### INPUT RECORDS ###
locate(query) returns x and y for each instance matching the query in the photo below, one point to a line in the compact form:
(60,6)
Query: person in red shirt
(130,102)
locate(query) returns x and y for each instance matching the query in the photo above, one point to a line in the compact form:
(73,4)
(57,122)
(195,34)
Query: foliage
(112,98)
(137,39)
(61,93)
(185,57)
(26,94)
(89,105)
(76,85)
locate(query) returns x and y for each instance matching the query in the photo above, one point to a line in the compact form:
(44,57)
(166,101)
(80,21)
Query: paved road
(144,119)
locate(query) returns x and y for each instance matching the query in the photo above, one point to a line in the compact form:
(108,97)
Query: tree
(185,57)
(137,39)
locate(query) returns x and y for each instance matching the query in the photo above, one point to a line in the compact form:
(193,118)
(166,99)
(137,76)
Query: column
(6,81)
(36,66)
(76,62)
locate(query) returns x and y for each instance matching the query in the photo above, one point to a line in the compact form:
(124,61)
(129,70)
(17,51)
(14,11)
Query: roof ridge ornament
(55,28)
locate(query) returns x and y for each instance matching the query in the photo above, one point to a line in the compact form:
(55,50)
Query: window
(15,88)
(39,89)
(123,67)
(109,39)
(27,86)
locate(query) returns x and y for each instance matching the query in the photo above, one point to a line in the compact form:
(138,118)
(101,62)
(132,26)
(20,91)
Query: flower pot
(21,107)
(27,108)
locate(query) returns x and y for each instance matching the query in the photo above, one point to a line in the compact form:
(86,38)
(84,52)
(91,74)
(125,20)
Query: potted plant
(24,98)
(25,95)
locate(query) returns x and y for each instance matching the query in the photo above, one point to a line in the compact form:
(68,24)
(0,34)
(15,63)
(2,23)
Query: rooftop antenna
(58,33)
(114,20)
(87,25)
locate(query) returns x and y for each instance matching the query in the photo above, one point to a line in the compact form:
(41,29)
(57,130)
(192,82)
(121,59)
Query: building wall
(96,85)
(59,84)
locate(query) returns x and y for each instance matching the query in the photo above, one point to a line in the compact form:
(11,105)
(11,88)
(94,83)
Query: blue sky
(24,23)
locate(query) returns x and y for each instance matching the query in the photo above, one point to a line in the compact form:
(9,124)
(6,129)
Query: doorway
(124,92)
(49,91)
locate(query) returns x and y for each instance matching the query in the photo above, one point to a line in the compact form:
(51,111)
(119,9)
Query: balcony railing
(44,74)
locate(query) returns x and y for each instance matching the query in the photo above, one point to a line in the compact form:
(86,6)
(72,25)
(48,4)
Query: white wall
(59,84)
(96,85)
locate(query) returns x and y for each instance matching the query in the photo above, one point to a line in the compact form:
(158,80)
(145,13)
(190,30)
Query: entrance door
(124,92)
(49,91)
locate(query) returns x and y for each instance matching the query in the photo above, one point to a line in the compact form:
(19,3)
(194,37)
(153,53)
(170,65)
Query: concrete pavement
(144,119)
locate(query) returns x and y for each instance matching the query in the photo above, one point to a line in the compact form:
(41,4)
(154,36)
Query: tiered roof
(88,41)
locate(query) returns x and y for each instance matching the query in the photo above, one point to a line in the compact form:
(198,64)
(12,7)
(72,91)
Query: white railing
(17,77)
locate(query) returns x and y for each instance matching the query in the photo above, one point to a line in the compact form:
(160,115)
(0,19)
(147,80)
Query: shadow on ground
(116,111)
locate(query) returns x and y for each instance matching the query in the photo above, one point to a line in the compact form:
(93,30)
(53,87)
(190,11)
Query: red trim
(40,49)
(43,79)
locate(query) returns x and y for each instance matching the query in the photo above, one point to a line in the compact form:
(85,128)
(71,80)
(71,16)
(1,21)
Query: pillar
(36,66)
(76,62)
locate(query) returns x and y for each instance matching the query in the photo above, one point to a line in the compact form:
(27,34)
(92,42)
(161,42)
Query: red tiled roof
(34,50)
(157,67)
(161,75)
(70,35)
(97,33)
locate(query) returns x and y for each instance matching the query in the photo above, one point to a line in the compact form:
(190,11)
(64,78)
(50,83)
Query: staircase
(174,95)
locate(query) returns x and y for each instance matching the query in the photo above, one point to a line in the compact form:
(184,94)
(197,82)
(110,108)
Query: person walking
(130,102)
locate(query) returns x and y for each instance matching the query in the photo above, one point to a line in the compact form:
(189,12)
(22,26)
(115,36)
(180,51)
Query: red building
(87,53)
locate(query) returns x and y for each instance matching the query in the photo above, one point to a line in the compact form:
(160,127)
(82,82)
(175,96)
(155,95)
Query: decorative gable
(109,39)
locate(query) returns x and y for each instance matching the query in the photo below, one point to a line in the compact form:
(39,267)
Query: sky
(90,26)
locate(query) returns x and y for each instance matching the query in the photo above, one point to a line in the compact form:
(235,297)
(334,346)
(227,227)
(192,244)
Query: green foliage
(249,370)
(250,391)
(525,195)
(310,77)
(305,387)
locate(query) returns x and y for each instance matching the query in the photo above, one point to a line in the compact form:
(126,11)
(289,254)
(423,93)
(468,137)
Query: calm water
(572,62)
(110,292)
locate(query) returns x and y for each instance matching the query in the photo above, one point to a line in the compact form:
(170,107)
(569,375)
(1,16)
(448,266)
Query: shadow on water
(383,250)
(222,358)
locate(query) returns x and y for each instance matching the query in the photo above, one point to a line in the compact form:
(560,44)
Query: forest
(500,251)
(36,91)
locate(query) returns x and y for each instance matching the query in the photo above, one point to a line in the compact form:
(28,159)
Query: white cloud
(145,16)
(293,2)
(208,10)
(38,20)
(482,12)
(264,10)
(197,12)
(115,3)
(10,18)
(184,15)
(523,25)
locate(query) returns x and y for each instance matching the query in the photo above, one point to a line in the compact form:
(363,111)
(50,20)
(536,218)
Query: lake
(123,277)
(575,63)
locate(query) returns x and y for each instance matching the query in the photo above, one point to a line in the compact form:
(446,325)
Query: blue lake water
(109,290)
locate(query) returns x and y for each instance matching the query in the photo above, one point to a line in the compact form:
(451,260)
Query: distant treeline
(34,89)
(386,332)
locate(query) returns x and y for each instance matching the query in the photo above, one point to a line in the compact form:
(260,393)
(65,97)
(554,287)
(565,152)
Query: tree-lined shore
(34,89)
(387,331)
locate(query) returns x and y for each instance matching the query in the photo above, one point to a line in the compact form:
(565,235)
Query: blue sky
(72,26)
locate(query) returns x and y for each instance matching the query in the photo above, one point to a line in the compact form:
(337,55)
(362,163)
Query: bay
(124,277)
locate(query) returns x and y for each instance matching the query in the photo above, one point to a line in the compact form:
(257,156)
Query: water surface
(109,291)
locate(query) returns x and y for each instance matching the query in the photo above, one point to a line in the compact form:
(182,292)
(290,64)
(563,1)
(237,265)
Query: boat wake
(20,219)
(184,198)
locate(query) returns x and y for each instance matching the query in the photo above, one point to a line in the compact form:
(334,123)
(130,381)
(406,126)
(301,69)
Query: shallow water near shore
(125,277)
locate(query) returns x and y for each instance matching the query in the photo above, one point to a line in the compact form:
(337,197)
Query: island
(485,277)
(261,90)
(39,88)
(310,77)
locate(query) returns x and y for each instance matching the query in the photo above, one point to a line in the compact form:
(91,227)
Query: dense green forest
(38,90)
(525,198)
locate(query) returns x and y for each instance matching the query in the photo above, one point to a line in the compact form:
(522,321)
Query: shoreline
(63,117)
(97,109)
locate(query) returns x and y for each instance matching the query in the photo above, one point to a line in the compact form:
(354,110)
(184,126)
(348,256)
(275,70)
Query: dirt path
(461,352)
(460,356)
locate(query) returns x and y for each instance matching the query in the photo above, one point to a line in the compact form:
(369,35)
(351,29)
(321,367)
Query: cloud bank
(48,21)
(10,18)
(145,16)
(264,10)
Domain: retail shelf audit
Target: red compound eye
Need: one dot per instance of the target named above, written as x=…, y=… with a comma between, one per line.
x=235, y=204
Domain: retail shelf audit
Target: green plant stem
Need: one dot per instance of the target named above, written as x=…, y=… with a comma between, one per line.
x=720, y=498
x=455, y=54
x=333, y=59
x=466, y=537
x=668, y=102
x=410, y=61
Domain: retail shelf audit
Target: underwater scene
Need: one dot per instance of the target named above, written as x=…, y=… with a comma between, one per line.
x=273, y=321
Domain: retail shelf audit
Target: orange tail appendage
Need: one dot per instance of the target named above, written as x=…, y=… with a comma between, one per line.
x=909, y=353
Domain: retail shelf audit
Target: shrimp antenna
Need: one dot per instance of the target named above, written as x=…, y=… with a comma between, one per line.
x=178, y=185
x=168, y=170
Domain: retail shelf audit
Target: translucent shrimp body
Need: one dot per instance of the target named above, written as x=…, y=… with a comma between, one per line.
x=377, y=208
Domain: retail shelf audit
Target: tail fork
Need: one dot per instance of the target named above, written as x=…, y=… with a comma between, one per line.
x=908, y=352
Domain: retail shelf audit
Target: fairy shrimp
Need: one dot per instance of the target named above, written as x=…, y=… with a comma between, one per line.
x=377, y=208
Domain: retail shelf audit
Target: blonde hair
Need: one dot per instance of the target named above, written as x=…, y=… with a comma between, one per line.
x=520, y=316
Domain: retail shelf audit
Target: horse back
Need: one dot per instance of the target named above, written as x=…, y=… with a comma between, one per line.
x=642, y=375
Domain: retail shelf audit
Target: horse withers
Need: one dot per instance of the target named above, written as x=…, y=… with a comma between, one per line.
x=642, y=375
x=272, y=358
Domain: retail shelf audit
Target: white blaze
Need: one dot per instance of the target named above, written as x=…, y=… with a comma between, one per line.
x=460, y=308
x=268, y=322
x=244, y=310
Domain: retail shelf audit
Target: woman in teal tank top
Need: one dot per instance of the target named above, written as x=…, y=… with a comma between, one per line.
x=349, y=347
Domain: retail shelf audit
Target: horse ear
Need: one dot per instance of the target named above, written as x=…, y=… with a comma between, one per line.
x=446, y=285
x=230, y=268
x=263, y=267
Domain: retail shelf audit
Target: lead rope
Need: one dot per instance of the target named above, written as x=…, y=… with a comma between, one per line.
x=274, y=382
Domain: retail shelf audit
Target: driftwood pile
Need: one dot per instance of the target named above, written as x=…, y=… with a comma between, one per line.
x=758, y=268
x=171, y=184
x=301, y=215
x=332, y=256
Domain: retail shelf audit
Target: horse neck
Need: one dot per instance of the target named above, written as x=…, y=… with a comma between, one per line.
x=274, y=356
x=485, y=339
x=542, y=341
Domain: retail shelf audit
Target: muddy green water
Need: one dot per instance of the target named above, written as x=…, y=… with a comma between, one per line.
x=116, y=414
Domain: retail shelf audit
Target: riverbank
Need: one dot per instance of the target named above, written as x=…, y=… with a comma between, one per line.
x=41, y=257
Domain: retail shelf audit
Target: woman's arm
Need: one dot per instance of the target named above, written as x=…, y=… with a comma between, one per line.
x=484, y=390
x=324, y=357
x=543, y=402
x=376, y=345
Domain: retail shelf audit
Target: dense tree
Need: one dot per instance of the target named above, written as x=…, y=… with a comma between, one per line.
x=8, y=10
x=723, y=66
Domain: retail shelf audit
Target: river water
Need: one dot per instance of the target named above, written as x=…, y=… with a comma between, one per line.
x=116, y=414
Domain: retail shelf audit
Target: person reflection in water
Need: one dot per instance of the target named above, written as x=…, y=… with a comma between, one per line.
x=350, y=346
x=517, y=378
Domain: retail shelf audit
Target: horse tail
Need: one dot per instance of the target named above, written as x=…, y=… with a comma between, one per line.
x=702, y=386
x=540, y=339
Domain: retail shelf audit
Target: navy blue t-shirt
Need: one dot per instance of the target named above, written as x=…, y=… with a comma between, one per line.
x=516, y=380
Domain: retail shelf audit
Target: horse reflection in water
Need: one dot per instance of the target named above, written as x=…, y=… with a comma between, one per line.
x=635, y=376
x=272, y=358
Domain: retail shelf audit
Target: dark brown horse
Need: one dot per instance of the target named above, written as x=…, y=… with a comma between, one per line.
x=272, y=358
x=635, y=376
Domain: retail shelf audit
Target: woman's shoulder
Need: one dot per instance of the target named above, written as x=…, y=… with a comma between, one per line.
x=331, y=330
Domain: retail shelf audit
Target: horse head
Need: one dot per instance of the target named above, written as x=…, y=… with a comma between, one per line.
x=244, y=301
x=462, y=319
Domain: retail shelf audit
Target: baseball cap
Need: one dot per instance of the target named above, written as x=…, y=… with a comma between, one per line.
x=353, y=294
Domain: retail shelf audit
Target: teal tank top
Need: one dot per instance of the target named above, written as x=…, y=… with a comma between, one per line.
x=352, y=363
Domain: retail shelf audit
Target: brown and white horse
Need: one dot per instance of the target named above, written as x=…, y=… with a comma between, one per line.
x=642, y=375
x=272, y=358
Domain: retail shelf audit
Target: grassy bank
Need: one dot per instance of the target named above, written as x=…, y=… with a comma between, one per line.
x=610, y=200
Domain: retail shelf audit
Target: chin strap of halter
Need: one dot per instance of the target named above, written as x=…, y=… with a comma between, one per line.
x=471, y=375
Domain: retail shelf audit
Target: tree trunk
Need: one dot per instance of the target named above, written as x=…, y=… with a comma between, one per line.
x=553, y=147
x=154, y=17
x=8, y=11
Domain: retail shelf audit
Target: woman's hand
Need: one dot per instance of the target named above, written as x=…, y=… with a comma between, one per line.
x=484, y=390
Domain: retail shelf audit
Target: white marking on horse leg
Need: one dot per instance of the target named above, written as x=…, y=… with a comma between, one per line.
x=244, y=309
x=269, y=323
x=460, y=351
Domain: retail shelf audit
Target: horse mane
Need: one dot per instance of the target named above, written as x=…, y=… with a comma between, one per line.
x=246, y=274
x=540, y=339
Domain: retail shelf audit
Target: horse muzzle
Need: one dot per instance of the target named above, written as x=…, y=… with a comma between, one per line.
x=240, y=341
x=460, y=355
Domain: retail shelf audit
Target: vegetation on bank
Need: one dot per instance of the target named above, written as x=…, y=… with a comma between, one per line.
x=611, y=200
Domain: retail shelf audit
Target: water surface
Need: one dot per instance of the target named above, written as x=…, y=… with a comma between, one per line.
###
## [GIVEN REQUEST]
Please find every line in the material above that contains the string "plant", and copy each one.

## [TASK RESULT]
Query: potted plant
Target: green plant stem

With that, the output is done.